(Records from a dataset)
****************

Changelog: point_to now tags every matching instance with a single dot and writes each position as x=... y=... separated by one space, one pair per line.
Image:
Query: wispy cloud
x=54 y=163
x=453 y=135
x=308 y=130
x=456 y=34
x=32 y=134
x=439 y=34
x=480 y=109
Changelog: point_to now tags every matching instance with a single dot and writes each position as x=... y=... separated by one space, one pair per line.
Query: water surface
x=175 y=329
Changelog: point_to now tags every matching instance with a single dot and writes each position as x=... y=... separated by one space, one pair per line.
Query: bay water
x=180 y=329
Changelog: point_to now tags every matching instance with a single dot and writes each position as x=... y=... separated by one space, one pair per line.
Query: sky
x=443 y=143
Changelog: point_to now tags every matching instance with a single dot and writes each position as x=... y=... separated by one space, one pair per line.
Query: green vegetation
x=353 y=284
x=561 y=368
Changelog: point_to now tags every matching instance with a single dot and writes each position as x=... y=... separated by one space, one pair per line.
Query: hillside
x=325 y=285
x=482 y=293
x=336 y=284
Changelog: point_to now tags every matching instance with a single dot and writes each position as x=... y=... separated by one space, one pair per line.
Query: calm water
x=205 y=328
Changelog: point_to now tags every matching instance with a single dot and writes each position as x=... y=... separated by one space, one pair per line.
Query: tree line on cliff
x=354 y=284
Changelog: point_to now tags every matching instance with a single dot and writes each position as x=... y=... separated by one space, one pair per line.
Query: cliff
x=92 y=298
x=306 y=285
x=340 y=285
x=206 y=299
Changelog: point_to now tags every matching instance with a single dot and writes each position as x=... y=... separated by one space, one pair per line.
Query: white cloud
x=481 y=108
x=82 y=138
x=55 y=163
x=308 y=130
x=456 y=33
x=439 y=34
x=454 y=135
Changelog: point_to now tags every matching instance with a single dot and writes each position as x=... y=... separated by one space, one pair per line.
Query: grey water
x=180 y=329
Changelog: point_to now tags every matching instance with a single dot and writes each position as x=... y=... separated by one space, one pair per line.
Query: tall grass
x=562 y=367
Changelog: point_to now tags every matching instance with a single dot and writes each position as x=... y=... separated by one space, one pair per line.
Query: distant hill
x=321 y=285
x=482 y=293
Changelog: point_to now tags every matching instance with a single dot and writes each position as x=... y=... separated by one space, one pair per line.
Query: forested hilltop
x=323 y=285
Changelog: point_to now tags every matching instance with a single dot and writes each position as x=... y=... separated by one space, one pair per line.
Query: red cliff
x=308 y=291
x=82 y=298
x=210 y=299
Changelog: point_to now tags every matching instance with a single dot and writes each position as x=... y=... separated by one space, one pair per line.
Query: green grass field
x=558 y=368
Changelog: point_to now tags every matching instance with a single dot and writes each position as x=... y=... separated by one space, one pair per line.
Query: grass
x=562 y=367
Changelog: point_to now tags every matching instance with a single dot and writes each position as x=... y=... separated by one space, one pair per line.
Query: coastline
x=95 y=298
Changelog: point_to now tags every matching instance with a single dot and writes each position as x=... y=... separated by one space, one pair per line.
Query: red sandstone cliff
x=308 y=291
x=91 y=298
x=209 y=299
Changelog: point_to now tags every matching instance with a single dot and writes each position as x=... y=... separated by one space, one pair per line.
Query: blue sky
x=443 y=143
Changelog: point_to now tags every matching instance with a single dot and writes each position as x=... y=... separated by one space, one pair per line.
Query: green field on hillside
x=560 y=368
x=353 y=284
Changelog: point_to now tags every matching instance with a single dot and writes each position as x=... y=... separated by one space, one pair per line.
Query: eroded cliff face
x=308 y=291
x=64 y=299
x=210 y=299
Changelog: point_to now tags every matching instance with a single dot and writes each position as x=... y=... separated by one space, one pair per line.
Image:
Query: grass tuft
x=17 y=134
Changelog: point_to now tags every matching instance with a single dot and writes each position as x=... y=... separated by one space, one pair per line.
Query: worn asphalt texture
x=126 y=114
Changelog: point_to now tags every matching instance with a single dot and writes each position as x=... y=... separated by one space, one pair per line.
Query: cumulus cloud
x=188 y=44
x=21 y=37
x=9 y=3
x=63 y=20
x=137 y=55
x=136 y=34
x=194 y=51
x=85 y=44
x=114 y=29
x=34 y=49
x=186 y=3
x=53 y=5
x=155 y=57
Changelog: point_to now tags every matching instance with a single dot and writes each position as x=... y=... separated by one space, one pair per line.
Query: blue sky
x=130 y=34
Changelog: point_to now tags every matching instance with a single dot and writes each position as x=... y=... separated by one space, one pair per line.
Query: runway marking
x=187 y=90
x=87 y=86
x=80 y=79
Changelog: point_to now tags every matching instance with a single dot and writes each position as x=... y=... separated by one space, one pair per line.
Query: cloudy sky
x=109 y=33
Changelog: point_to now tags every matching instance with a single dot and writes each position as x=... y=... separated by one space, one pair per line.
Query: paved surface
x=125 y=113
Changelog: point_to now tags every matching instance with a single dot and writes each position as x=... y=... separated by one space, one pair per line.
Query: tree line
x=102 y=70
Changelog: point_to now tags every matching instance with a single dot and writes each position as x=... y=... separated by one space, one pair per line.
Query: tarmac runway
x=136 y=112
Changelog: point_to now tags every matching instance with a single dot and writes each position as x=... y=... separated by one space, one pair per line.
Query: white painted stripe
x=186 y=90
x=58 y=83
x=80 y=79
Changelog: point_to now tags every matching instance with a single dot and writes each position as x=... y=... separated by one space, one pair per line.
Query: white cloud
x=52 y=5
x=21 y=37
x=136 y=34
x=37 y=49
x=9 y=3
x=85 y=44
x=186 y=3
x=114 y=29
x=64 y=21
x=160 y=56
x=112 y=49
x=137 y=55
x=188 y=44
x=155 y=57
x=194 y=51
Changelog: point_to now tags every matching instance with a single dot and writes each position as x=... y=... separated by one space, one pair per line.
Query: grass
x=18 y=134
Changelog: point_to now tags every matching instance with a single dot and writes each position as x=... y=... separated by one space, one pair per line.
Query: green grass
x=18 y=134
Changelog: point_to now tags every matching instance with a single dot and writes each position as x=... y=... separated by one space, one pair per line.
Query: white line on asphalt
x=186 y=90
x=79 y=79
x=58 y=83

****************

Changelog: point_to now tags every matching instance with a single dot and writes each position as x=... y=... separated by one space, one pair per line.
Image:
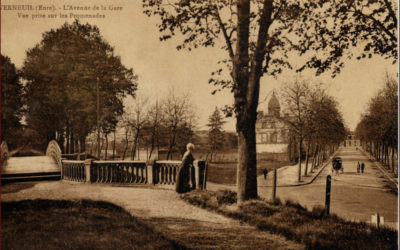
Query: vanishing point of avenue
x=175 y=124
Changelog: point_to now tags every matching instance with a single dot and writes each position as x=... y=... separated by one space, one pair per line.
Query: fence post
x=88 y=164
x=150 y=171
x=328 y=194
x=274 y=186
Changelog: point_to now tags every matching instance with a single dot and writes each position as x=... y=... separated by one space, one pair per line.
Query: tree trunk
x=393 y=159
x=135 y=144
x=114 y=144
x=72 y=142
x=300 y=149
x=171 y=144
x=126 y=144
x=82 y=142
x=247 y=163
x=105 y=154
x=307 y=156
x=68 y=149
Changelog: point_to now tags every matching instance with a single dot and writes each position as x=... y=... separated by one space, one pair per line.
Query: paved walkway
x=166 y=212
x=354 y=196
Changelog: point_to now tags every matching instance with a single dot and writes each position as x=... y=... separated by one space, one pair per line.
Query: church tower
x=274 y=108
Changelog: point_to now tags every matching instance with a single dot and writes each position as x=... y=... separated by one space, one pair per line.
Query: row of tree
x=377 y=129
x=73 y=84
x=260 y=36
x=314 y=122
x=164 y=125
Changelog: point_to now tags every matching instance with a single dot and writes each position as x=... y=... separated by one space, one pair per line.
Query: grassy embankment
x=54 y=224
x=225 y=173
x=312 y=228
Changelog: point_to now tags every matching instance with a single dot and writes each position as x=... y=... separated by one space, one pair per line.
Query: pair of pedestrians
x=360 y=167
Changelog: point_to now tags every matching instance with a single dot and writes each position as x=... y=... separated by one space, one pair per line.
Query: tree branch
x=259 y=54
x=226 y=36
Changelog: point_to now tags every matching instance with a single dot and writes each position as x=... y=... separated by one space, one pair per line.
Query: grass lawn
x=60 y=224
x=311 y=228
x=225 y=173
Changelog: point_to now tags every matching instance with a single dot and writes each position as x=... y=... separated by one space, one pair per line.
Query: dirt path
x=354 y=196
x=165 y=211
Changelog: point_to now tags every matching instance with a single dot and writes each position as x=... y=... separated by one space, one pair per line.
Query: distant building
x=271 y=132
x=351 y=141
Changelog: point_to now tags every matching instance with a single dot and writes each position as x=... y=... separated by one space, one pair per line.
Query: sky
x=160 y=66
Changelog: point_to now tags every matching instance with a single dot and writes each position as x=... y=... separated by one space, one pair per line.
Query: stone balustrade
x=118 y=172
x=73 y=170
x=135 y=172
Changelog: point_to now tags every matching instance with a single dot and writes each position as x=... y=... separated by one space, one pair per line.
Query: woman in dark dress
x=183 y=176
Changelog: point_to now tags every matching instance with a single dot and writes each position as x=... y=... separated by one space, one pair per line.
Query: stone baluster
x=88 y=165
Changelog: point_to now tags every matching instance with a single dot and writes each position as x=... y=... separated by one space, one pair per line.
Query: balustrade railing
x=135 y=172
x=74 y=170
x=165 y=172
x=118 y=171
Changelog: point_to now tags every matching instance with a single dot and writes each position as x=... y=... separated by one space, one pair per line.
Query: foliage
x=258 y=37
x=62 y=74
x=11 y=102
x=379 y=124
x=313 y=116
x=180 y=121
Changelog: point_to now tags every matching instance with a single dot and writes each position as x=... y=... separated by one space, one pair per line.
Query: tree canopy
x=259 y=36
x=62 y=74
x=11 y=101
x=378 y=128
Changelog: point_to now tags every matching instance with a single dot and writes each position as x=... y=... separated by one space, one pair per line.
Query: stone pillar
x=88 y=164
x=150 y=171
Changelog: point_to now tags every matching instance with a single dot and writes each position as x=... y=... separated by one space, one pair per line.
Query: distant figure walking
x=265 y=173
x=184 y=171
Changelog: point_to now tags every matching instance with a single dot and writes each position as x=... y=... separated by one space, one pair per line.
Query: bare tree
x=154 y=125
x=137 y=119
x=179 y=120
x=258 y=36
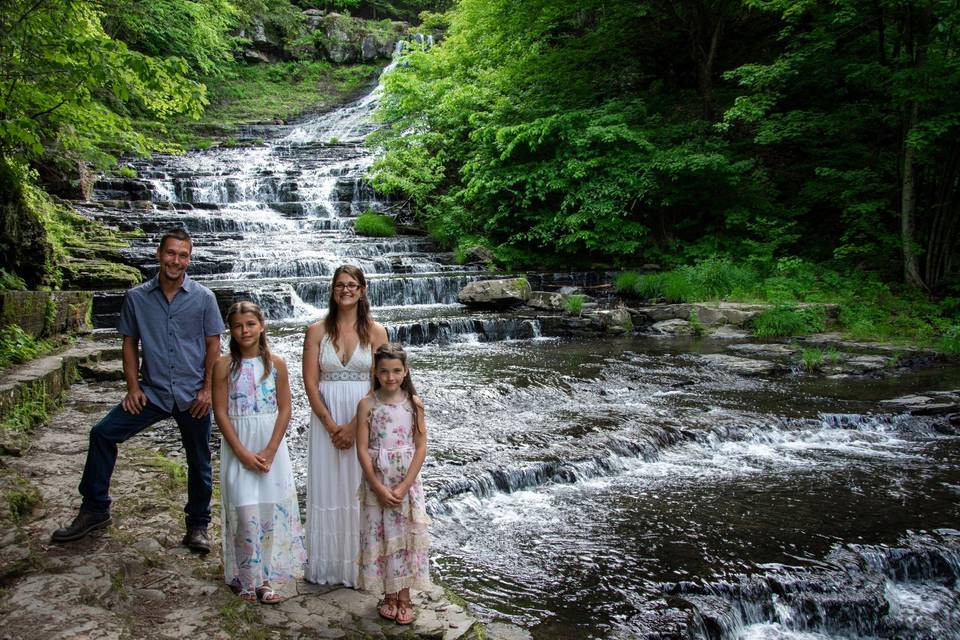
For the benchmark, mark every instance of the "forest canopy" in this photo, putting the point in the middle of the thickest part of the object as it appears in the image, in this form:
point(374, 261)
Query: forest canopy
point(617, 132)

****************

» **YOUR GOAL**
Collect every line in the entries above that contains the word "runway", matching case.

» **SOLVED EXERCISE**
Query: runway marking
Query: tarmac runway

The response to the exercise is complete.